Configuration Options¶

Schema Registry Configuration¶

schema.registry.url

URL for schema registry. This is required for Avro message decoder to interact with schema registry.

Type: string
Required: Yes

max.schemas.per.subject

The max number of schema objects allowed per subject.

Type: int
Required: No
Default: 1000

is.new.producer

Set to true if the data Camus is consuming from Kafka was created using the new producer, or set to false if it was created with the old producer.

Type: boolean
Required: No
Default: true

Camus Job Configuration¶

camus.job.name

The name of the Camus job.

Type: string
Required: No
Default: “Camus Job”

camus.message.decoder.class

Decoder class for Kafka Messages to Avro Records. The default value is Confluent version of AvroMessageDecoder which integrates schema registry.

Type: string
Required: No
Default: io.confluent.camus.etl.kafka.coders.AvroMessageDecoder

etl.record.writer.provider.class

Class for writing records to HDFS/S3.

Type: string
Required: No
Default: com.linkedin.camus.etl.kafka.common.AvroRecordWriterProvider

etl.partitioner.class

Class for partitioning Camus output. The default partitioner partitions incoming data into hourly partitions

Type: string
Required: No
Default: com.linkedin.camus.etl.kafka.partitioner.DefaultPartitioner

camus.work.allocator.class

Class for creating input splits from ETL requests

Type: string
Required: No
Default: com.linkedin.camus.workallocater.BaseAllocator

etl.destination.path

Top-level output directory, sub-directories will be dynamically created for each topic pulled.

> [WORK TO BE COMPLETED]
From the Camus configuration reference, output the passage starting at "Camus Job Configuration¶" and ending at "integrates schema registry.". None of the records are needed here.

[Records from a data-collection effort]
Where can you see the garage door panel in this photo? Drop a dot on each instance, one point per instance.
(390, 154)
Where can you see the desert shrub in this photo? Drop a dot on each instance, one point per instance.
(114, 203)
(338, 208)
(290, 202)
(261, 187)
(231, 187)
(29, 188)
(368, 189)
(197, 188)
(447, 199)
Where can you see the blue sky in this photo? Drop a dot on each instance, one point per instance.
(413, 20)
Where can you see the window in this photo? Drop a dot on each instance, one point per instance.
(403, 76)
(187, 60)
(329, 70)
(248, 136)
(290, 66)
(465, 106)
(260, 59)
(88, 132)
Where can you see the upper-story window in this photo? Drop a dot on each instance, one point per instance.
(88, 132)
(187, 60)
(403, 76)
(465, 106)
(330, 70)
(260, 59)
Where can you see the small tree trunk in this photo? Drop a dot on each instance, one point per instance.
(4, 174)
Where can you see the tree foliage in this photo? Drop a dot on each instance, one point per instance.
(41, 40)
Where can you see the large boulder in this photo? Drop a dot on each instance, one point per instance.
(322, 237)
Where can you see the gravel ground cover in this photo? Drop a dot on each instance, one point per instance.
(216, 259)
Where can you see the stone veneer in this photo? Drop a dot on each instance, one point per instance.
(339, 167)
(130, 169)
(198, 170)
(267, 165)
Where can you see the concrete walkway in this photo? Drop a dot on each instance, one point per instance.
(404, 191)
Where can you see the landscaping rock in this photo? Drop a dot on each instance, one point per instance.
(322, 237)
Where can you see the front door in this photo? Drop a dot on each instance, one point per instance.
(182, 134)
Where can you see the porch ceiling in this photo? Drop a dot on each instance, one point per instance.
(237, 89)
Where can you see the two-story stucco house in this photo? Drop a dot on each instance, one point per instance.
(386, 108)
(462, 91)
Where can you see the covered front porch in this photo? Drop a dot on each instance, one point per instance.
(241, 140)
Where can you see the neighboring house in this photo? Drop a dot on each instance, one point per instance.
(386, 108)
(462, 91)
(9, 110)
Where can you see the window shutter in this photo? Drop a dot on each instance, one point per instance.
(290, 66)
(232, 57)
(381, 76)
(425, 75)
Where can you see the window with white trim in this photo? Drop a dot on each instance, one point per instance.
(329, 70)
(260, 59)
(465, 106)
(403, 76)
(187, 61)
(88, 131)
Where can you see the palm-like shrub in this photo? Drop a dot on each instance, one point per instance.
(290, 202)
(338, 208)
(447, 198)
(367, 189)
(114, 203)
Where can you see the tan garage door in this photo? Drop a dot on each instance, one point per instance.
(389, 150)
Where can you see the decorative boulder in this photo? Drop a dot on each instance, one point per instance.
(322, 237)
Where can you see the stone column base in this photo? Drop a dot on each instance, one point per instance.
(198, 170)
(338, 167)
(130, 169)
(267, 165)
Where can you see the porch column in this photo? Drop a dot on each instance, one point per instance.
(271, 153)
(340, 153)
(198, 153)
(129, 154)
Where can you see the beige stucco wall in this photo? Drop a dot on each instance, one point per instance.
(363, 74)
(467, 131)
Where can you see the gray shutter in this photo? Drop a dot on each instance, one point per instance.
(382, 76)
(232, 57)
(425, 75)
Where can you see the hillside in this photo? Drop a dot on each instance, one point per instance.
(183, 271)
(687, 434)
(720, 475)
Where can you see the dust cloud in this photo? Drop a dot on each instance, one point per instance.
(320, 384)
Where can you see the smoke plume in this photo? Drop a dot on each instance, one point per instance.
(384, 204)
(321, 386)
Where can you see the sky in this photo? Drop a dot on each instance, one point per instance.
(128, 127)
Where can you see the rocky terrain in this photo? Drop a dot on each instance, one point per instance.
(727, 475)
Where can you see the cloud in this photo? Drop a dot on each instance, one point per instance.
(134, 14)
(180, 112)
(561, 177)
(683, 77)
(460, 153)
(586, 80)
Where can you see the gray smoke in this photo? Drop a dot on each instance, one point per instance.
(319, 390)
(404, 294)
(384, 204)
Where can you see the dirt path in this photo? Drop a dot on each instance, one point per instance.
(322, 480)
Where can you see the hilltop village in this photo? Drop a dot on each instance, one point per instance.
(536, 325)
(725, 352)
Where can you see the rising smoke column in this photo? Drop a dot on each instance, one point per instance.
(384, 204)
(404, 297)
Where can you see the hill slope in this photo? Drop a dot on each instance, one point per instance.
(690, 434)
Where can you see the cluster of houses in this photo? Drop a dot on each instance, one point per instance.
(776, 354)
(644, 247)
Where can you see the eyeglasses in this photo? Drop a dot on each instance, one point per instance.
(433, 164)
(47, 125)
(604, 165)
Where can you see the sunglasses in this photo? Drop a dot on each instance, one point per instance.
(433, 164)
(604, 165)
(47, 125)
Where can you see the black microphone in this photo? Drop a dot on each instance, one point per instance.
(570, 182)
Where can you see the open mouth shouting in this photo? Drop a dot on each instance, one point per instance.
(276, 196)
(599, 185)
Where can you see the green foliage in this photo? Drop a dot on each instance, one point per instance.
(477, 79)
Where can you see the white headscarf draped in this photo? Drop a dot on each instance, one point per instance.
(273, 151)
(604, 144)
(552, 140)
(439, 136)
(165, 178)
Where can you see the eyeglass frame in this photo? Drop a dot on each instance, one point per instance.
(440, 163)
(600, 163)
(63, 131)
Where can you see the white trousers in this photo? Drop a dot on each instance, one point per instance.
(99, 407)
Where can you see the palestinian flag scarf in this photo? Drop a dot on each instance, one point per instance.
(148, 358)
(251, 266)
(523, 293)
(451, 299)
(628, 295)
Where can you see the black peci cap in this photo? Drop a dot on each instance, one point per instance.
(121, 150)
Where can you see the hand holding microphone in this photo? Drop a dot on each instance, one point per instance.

> [RESPONSE]
Camus Job Configuration¶

camus.job.name

The name of the Camus job.

Type: string
Required: No
Default: “Camus Job”

camus.message.decoder.class

Decoder class for Kafka Messages to Avro Records. The default value is Confluent version of AvroMessageDecoder which integrates schema registry.